#### EXTRACTED DATA
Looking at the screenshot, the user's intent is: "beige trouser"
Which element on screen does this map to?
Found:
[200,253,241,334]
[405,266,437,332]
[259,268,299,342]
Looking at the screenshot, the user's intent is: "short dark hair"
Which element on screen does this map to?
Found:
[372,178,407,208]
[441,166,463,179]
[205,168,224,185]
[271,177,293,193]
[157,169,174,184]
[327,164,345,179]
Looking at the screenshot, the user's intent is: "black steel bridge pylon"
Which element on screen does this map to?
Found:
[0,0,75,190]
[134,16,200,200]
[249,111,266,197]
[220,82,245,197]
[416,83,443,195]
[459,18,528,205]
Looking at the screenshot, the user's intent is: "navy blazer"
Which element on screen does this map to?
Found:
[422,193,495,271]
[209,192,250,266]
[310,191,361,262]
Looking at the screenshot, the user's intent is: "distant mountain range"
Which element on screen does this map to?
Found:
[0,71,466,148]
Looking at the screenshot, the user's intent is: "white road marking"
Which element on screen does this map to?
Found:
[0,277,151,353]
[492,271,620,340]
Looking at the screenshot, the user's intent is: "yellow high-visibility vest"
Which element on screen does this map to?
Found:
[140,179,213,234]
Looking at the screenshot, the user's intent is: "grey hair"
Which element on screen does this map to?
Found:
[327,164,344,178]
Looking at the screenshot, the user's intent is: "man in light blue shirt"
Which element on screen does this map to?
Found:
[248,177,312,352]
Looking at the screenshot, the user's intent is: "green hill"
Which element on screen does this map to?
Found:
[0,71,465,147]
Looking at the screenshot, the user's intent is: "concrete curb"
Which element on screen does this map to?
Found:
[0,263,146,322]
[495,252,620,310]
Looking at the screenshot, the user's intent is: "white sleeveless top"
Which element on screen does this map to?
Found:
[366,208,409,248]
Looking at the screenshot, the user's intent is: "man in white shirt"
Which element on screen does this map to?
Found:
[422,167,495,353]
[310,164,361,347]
########
### PROBLEM DESCRIPTION
Reproduce every line of the material above word for word, changing nothing.

### CORRECT OUTPUT
Looking at the screenshot, the user's intent is: "beige trouser"
Which element on screen does this map to?
Found:
[200,253,241,334]
[405,266,437,332]
[259,268,299,342]
Looking at the screenshot, the user's intent is: "short dark hair"
Which element on screen does this map to?
Found:
[372,178,407,208]
[441,166,463,179]
[205,168,224,185]
[271,177,293,193]
[157,169,174,184]
[327,164,345,179]
Looking at the screenshot, the user's intent is: "black steel bridge pylon"
Which element on screen does this map to?
Found:
[0,0,75,190]
[134,16,200,200]
[249,111,266,197]
[220,82,245,197]
[416,83,443,195]
[459,18,528,205]
Looking at the screenshot, the user's intent is: "navy blazer"
Which element on screen does this map to?
Found:
[422,193,495,271]
[209,192,250,266]
[310,191,361,262]
Looking at the screenshot, the user's intent is: "distant mountain range"
Which element on screen does this map to?
Found:
[0,71,466,148]
Looking at the screenshot, the user's intent is: "white road marking"
Which element on screen does this map to?
Found:
[0,277,151,353]
[492,271,620,340]
Looking at the screenshot, the user's intent is: "yellow high-visibility vest"
Which element on screen does this map to?
Found:
[140,179,213,234]
Looking at the screenshot, the user's intent is: "grey hair"
Which element on screen does this map to?
Found:
[327,164,344,178]
Looking at the screenshot, the user's intent is: "man in light blue shirt"
Which element on screen does this map to?
Found:
[248,177,312,352]
Looking at the screenshot, the user's intent is: "green hill"
Which element on screen does this map to?
Found:
[0,71,465,147]
Looking at the screenshot, the user's intent is: "concrete curb"
Which element on screen does this map to?
Found:
[0,263,146,322]
[495,252,620,310]
Looking at the screenshot, the user's intent is: "white sleeveless top"
Which element on screen does this map to?
Found:
[366,208,409,248]
Looking at the screenshot, the user's intent is: "man in white shirt"
Which element on screen does this map to?
Found:
[422,167,495,353]
[310,164,361,347]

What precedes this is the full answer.